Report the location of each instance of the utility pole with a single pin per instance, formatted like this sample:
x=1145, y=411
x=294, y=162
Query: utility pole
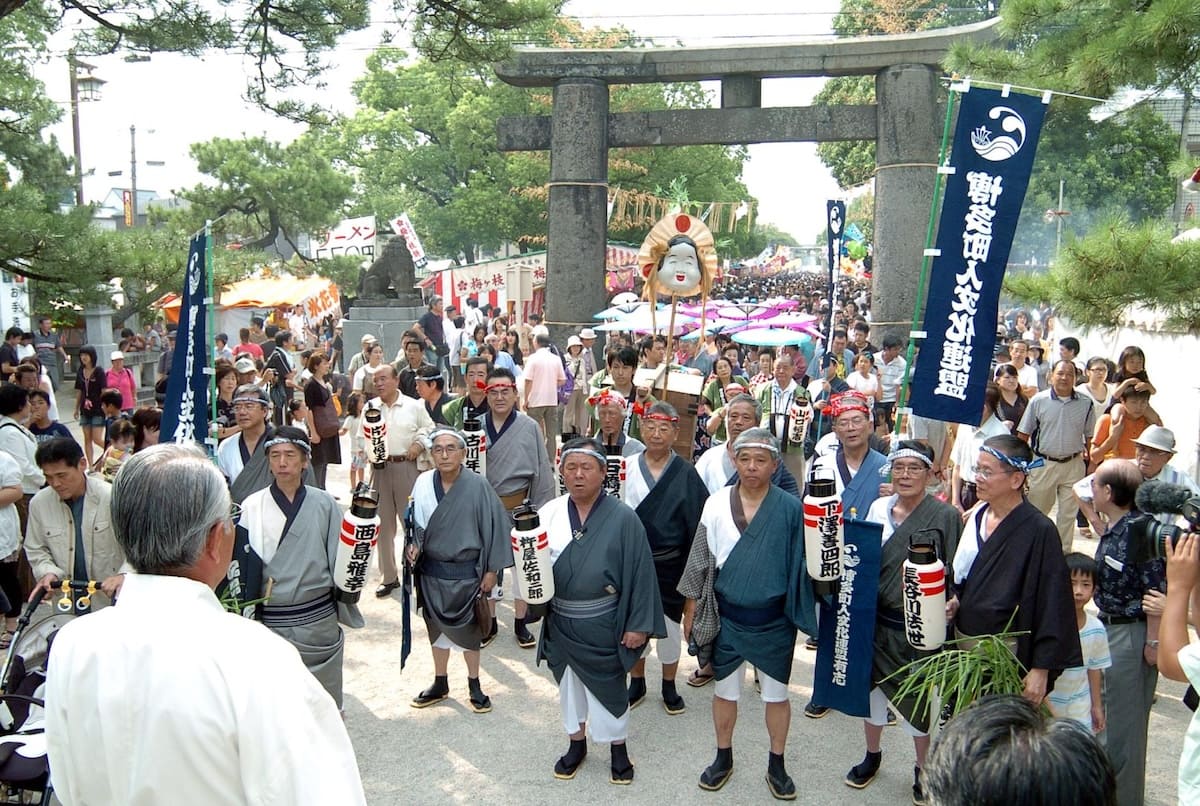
x=133, y=174
x=75, y=126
**********
**Problem details**
Restate the material word for word, minus pictures.

**Response for this exercise**
Report the location of each instance of the utility pole with a single pin per instance, formatted like this sample:
x=1145, y=411
x=294, y=162
Query: utility pole
x=133, y=174
x=75, y=126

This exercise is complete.